Selected passage
:::::

‘The Creep Tapes’: Mark Duplass on His Wife Katie Aselton Finally Bringing Angela Onscreen in Season 2
Preview
What To Know
- Season 2 of Shudder’s The Creep Tapes expands on the found-footage anthology format, offering new victims, creative storytelling, and deeper insight into Mark Duplass’s enigmatic serial killer character.
- This season features standout guest appearances—including David Dastmalchian and Duplass’ wife Katie Aselton, who finally brings the mysterious Angela to life.
- Duplass explains why it’s great that his character’s real name is unknown.
Greetings from the intersection of VHS, IYKYK, and WTF!
For those of you unfamiliar with the location, it’s exactly where The Creep Tapes reside. Shudder’s beautifully bizarre sequel series to the uber-indie and underrated horror movies Creep and Creep 2 is essentially an anthology culled from the video recordings of a serial killer (The Morning Show’s Mark Duplass, reprising his role from the features he co-wrote with director Patrick Brice) who is equal parts sinister, sympathetic, and comically dramatic. Imagine a deeply needy drama-school failure with Narcissistic Personality Disorder, an addiction to being on camera, and a subscription to an Axe of the Month Club.
And in its terrifically upgraded second season, we get even more insight into this enigmatic killer, a nod to Saw, the worst Christmas Eve therapy session ever, and six original showcases for the immensely gifted Duplass as he torments a new batch of targets. Much like in Season 1, his victims are (mostly) strangers who have answered his online postings looking for a videographer, unaware that they have signed their own death warrants. But this time, there are a few exceptions, and they are exceptionally rendered.
“We wanted to expand the scope a little bit and try some different things, different camera formats and expand the visual language of it,” explains The Morning Show standout of the out-of-the-norm offerings. “We wanted to have a lot more recklessness and fun. I think that we were a little nervous in the first season about how [found-footage conceit] would translate from feature film to short-episode format. And then once we sort of landed it and saw that people liked it, we felt like we had a handle on what we could do.”

Patrick Brice
Additionally, Duplass admits that he and Brice “wanted to make sure we didn’t repeat ourselves or get too conservative. To me, the best version of this show has wild swings in it. It’s not meant for every episode to be everyone’s cup of tea. We want to try and push things around a little bit. The whole reason we made the movie in the first place is that it was a completely creative endeavor with zero studio or financial interference. It was me and my close friends getting our weird on. So, keeping that spirit alive is the center of this.”
And do they ever get weird. In the season’s first outing, we get a master class in darkly macabre freakishness from Duplass and cult-fave eccentric David Dastmalchian (Late Night with the Devil), who guest stars as an almost willing participant-slash-copycat of Creep‘s central maniac. In fact, early on, it’s not clear which one is more off-center.
“I mean, look, it’s a toss-up when you get David and myself in a room,” agrees Duplass with a laugh that is far less unsettling than his on-screen alter ego. “We had this wonderful experience where we were showing The Creep Tapes at Vidiots in L.A., and David was there. We had never met him before and were fans of his and he was fans of ours and he was actually sitting right next to Patrick and Patrick’s wife watching the show. Then, during a particularly oddball moment [on screen], he leaned over to Patrick and he’s like, ‘You are so f**king weird, dude. I love you guys.’ And we were like, ‘Would you come do one next season with us?!’ So yeah, I sort of built that episode for and around David.”

:::::

Dataset entries
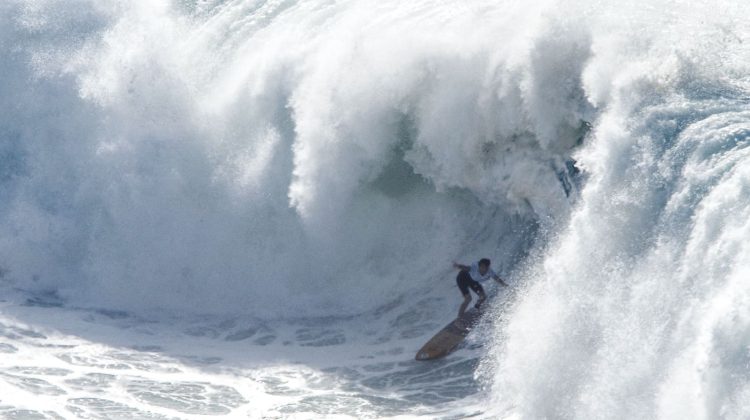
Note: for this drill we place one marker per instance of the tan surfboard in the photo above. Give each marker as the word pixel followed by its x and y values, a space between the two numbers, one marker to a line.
pixel 445 341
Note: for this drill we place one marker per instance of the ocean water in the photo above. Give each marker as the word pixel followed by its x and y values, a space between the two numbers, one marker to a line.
pixel 249 209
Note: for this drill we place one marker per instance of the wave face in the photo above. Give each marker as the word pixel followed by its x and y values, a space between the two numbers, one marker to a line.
pixel 286 159
pixel 254 157
pixel 639 307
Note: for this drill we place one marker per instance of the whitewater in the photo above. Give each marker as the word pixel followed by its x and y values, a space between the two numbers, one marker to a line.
pixel 250 209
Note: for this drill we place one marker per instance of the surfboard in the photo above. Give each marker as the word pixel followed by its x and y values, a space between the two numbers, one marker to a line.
pixel 447 339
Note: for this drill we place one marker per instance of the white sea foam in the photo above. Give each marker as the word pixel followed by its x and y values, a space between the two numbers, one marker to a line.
pixel 307 170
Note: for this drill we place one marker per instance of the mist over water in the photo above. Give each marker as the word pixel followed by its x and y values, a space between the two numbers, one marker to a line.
pixel 288 160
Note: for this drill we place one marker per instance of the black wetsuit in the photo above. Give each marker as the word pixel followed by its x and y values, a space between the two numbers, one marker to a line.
pixel 465 282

:::::

Task goal
Copy the passage of the article on The Creep Tapes from "- This season" down to "Angela to life." word for word.

Expected answer
- This season features standout guest appearances—including David Dastmalchian and Duplass’ wife Katie Aselton, who finally brings the mysterious Angela to life.